**The problem**
When you reach the line that contains "of the stadium" in the entries below, begin returning lines exactly as written and continue through the last one.

Point-per-instance localization data
^^^^^^^^
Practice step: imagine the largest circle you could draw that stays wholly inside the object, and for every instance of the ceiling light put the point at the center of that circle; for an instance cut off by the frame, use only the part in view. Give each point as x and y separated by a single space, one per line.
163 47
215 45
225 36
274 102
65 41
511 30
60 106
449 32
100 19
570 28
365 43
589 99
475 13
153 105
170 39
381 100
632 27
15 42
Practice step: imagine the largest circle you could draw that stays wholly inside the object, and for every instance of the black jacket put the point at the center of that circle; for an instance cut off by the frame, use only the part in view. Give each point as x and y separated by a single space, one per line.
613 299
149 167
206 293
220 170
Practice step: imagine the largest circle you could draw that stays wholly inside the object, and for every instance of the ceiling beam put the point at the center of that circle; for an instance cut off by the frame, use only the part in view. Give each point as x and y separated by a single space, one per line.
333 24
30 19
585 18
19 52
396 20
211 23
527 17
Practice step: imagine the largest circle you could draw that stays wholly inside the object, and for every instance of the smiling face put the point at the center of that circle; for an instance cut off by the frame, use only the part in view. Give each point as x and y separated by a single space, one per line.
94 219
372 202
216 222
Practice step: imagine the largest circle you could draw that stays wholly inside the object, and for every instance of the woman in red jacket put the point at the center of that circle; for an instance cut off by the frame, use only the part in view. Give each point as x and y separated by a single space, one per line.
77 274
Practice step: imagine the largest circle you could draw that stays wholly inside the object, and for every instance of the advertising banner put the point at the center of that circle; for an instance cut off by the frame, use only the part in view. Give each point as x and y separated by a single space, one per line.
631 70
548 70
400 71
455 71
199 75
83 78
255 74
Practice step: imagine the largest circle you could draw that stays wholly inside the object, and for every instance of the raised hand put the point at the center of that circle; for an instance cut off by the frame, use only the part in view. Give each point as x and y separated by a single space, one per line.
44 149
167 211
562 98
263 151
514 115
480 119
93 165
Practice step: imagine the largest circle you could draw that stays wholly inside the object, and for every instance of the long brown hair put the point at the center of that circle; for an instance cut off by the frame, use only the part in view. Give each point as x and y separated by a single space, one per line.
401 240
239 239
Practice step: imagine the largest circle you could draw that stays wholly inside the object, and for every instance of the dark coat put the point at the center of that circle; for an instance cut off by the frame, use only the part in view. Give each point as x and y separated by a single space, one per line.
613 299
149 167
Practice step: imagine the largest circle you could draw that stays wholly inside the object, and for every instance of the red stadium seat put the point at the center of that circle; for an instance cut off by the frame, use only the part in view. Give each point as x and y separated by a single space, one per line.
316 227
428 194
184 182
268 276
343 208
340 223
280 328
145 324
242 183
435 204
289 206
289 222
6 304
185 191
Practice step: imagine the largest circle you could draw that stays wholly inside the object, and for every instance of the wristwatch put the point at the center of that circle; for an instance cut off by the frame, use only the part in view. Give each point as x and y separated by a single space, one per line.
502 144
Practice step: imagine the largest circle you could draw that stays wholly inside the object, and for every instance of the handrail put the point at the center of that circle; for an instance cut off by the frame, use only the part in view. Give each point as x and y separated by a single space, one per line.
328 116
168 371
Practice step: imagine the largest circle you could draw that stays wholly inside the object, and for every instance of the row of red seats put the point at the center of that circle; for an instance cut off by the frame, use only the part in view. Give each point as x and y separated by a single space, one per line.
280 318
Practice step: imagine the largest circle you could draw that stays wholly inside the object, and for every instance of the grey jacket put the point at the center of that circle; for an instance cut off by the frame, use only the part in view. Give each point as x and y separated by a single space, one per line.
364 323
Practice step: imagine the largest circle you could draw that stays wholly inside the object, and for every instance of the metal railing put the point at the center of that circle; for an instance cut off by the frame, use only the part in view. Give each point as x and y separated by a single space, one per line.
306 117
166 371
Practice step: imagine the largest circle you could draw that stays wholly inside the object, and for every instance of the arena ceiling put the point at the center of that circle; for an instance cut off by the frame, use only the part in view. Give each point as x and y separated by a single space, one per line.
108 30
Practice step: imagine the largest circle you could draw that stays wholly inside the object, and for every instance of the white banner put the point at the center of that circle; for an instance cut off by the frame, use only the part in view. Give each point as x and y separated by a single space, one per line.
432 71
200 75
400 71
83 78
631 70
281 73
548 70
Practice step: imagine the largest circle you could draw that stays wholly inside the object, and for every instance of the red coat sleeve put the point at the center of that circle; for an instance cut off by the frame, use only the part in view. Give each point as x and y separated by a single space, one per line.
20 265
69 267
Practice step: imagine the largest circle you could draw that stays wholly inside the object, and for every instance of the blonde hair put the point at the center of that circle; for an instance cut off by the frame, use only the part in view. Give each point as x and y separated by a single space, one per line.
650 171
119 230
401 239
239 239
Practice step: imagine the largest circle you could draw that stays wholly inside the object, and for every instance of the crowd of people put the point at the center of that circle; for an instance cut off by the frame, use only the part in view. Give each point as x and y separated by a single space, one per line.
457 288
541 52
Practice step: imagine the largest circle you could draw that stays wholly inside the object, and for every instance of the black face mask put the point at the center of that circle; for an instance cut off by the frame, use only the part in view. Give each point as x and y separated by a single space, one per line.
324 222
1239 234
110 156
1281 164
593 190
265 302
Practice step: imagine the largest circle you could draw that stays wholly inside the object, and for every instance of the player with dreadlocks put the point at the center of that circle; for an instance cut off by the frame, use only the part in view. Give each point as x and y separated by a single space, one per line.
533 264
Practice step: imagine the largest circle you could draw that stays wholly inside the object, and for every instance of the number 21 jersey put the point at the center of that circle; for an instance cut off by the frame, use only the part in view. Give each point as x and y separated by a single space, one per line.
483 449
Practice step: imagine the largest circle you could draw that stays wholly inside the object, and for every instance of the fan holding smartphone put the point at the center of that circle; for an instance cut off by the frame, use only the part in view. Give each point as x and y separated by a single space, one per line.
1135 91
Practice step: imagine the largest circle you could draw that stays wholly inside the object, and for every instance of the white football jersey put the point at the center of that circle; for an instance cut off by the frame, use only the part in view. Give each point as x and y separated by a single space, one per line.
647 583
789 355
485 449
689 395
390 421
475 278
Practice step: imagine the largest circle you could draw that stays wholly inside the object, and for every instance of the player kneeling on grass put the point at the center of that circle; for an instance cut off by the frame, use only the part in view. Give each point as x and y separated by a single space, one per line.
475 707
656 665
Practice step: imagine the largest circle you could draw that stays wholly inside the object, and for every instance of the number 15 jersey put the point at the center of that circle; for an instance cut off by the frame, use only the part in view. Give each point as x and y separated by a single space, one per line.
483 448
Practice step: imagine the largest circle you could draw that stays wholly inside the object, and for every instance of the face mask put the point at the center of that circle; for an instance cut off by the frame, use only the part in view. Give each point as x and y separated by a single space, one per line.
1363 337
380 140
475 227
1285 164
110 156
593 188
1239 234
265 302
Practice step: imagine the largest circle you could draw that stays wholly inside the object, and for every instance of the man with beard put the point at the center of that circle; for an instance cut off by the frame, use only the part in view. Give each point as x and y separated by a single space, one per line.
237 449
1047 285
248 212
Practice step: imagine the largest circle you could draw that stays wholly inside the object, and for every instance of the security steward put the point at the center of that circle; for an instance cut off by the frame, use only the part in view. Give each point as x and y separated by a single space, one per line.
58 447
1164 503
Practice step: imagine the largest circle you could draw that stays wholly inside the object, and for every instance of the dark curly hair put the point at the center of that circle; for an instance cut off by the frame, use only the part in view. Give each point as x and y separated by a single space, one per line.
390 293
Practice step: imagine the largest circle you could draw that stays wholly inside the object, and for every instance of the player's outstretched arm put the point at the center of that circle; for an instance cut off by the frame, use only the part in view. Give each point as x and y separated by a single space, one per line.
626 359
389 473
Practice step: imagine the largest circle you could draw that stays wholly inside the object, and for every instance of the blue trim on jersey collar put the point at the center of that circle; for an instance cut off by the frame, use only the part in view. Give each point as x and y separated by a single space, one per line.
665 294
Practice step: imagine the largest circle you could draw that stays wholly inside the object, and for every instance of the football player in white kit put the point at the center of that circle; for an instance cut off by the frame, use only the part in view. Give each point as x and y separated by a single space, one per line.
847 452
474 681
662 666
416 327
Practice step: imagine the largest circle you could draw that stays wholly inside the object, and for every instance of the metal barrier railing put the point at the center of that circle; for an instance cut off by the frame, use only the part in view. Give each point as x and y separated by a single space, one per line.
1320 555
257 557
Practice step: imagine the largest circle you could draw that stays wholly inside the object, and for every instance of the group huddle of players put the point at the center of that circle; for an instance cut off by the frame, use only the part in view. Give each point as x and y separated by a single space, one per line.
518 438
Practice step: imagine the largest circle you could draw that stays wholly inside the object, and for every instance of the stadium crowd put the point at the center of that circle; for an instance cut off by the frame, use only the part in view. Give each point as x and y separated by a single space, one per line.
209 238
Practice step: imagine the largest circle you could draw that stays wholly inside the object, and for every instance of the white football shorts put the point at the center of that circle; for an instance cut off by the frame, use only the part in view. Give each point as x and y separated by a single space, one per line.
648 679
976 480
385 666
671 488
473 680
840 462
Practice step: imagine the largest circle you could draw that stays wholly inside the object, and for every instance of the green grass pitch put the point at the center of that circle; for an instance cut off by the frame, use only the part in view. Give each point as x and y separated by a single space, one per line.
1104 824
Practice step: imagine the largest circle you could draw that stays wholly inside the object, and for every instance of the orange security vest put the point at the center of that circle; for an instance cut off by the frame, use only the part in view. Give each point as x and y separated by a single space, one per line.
^^^^^^^^
**Answer to the problem**
Practice step: imagine the largest circle you could draw that stays wholly inside the object, and for every instance of the stadium crowd put the point at the center of that circle; for an instance cut off by the frame, use only the part in view. Give each point as x and y separated by a single space, one per line.
209 238
Practice step: imagine the largest circle you could draw that stays wholly inside the object, and for every instance of the white football shorts put the point at the center of that circle; for an instance cut off by the frame, use only the part in view. Give each point as x and y separated by a single space, one per line.
648 679
976 480
385 666
671 488
473 680
840 462
Practice step: imagine the largest circle you could draw that stays wholly inside the object, and for every instance of the green grass pitch put the point at the center of that circle; for an instance cut off by the frame, use only the part in view. Give each point as x and y separated by a single space, one per line.
1104 824
Practice step: imagine the largest circle you could draw that stays wholly inside the object, and for every instance of the orange security vest put the point at the center of that circle; for an instance cut off by the frame, use only the part in view. Give each point as x and y separated by a single space, one per line.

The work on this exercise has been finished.